## [Exercise instructions]
Which lines in the listing below contain the string "Query"? Report each of those lines in full.

## [Supplied information]
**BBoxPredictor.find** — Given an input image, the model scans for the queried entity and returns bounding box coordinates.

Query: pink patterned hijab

---

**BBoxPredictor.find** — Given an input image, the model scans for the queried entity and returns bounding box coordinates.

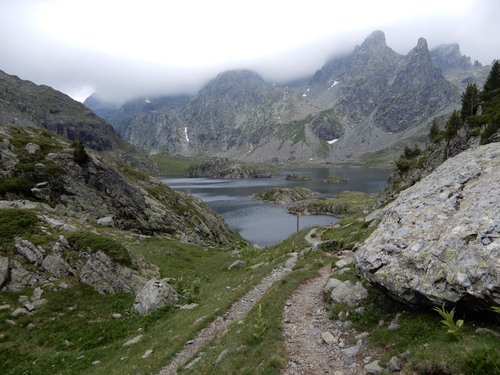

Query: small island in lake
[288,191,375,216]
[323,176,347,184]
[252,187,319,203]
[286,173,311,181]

---

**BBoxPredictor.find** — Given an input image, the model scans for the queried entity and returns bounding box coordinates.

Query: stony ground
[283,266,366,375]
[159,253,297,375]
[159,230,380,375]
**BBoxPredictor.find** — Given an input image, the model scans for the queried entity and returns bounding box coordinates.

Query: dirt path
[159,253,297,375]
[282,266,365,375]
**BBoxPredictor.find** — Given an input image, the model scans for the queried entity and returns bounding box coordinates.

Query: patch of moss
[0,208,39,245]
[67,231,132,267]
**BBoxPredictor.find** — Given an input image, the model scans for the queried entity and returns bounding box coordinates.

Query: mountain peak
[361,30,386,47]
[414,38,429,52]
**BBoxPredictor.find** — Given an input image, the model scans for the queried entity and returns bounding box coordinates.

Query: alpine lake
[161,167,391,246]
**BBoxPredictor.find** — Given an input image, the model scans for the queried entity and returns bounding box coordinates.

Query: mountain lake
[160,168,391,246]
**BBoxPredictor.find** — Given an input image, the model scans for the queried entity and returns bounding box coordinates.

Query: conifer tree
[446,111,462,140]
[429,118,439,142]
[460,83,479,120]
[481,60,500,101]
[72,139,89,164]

## [Problem solution]
Query: pink patterned hijab
Query: small island in lake
Query: stony ground
Query: dirt path
Query: patch of moss
Query: mountain peak
Query: alpine lake
Query: mountain lake
Query: conifer tree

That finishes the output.